▶ Excerpts of bounding box data:
■ ■ ■ ■

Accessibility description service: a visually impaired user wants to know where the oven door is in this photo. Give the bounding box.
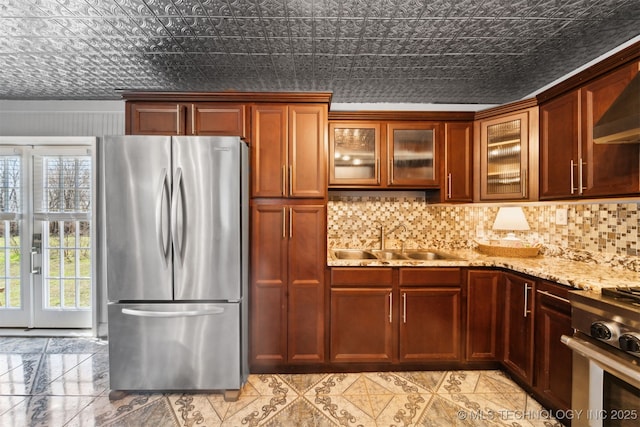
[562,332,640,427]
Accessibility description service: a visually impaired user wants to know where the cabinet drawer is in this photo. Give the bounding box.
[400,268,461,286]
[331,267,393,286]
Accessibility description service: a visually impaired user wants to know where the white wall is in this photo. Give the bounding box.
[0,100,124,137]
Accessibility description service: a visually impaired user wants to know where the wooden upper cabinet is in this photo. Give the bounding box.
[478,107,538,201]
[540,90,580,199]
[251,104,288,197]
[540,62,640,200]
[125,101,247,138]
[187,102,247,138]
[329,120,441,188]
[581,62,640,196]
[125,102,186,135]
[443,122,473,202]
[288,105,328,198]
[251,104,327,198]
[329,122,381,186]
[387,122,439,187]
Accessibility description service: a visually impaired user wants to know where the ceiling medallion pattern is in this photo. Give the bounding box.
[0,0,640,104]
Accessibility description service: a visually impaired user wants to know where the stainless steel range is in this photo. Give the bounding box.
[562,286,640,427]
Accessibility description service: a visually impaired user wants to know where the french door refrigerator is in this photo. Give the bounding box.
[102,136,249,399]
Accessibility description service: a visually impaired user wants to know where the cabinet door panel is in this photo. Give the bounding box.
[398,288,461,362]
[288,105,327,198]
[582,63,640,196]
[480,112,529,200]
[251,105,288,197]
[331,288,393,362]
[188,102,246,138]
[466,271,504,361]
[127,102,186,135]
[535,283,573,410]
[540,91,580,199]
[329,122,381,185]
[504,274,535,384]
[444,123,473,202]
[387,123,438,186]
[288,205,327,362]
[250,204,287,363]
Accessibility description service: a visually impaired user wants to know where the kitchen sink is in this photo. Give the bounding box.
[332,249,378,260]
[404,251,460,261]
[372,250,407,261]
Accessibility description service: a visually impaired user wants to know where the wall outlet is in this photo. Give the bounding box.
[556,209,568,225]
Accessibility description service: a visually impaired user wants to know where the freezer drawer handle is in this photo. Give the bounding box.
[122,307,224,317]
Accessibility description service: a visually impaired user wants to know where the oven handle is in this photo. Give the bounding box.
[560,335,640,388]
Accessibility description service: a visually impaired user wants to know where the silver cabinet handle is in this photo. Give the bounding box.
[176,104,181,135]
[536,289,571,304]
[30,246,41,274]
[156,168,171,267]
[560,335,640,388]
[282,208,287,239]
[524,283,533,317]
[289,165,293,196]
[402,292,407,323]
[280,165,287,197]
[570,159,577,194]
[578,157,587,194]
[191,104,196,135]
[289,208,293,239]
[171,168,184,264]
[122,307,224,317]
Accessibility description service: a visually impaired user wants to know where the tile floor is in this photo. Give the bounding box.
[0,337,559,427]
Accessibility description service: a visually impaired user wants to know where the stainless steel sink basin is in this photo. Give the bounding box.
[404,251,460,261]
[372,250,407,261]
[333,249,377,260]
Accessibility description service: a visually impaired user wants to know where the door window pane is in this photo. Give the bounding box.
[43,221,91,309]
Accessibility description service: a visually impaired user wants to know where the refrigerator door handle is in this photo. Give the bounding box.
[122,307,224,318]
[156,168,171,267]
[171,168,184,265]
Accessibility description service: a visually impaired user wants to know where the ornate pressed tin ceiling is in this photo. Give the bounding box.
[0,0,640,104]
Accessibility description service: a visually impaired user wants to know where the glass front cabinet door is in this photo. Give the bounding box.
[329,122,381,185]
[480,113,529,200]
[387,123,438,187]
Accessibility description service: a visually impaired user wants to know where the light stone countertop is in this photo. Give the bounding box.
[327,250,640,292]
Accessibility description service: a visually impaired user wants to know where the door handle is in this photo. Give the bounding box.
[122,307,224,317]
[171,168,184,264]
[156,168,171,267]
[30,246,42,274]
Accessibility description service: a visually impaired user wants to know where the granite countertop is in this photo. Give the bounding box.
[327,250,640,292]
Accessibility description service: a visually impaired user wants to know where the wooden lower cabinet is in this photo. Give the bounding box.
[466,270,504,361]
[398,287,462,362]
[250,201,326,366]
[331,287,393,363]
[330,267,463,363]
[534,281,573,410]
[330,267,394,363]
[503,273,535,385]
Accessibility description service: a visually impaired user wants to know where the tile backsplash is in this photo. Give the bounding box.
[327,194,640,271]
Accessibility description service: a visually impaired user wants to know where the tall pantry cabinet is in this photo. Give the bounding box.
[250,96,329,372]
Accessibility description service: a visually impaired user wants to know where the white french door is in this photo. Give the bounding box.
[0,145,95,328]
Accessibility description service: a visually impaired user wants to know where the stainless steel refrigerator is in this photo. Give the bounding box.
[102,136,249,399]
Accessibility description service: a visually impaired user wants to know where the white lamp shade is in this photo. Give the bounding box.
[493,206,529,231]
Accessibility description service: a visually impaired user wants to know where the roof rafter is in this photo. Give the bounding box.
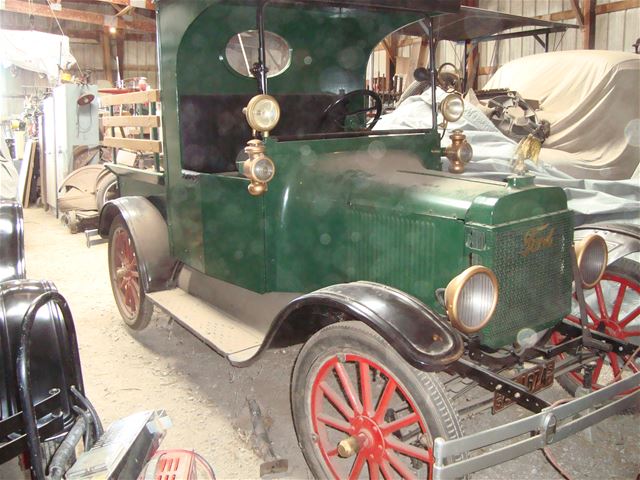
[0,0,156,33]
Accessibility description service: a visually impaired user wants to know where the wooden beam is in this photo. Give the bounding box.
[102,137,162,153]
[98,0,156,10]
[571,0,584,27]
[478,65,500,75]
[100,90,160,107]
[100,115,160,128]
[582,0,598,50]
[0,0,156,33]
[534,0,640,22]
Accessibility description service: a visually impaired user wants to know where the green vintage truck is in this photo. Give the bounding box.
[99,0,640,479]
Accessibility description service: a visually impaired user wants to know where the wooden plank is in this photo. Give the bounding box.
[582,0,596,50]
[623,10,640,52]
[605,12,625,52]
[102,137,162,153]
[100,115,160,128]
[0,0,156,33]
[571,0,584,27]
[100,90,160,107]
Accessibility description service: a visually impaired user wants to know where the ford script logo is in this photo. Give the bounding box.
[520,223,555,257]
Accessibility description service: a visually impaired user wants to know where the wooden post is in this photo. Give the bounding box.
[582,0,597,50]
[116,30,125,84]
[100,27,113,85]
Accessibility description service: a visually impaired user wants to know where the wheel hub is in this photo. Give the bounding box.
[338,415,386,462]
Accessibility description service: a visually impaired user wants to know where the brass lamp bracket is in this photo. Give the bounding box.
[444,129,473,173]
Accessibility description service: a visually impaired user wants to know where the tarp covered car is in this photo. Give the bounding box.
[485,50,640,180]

■ ■ ■ ■

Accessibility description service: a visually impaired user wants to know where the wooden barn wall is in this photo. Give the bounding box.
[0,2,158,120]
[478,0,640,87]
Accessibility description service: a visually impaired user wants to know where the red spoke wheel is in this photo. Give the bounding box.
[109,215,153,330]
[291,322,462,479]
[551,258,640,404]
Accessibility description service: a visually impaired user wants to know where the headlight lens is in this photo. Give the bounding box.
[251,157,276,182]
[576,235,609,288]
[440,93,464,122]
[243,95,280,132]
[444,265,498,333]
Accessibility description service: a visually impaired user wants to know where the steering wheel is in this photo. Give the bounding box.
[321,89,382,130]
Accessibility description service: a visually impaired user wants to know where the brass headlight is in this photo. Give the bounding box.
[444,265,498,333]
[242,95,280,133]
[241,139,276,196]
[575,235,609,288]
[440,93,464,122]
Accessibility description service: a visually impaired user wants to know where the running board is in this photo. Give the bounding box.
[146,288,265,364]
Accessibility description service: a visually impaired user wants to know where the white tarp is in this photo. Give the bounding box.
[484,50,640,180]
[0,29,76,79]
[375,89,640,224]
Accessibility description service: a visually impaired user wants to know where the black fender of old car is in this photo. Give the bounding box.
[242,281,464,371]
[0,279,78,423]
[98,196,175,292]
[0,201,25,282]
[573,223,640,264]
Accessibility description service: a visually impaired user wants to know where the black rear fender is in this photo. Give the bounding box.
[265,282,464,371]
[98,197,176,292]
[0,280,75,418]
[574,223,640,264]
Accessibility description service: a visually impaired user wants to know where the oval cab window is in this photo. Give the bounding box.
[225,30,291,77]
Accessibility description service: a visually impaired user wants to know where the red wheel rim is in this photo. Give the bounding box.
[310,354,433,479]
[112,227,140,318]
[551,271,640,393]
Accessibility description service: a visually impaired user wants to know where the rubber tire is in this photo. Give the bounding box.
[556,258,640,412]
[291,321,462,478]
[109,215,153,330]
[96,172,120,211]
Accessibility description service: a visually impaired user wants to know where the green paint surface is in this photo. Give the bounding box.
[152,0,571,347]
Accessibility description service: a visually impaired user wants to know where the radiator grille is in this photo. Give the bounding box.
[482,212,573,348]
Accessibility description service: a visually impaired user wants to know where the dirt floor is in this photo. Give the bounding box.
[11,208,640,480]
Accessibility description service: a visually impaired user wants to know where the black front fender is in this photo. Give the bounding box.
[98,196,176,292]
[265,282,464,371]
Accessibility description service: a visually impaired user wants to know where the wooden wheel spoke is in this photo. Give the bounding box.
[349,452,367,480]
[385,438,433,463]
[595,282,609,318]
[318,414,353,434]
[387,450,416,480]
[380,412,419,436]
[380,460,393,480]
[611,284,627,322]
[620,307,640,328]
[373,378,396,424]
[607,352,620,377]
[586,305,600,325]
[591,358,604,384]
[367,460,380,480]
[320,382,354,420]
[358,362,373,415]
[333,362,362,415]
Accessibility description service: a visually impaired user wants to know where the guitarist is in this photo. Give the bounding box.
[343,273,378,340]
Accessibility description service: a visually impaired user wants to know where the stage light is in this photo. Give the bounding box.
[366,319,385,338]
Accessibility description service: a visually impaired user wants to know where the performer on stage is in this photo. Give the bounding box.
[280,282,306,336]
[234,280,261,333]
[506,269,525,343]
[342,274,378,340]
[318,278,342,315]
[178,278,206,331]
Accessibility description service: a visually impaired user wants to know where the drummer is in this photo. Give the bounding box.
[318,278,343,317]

■ ■ ■ ■

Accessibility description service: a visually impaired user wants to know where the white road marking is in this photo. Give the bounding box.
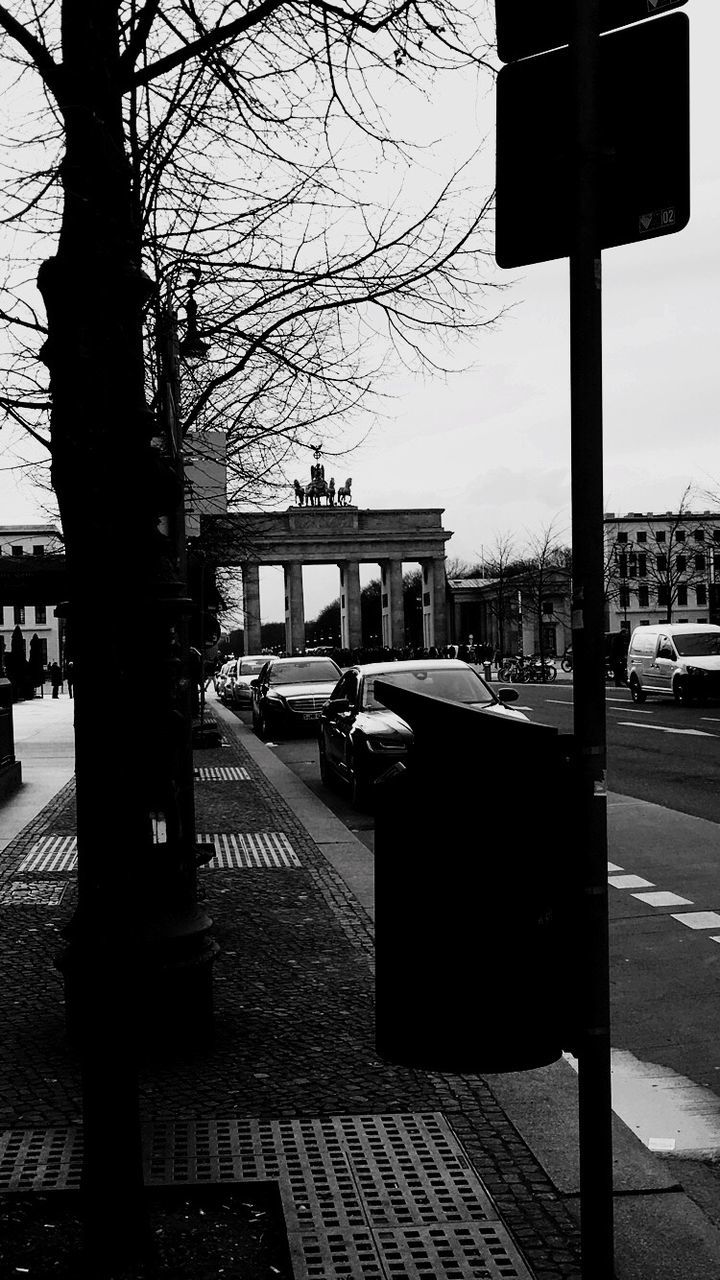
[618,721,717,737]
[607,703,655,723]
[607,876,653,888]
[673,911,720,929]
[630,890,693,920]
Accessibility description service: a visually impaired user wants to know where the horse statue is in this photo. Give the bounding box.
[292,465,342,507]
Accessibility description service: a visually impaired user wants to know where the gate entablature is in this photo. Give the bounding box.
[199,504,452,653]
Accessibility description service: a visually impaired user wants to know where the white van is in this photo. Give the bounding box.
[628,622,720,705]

■ ■ ■ ■

▶ TASK BRIEF: Arrange the entries as a Markdown table with the columns Row and Line, beginning at the line that contains "where the tall" and stopping after the line that contains "[250,96,329,372]". Leave out any blank lines.

▶ EXERCISE RESULT:
| Row | Line |
|---|---|
| 1 | Accessibility description service: a visually impaired user wants to know where the tall pantry cabinet is in this photo. Give the bounding box. |
| 2 | [250,96,329,372] |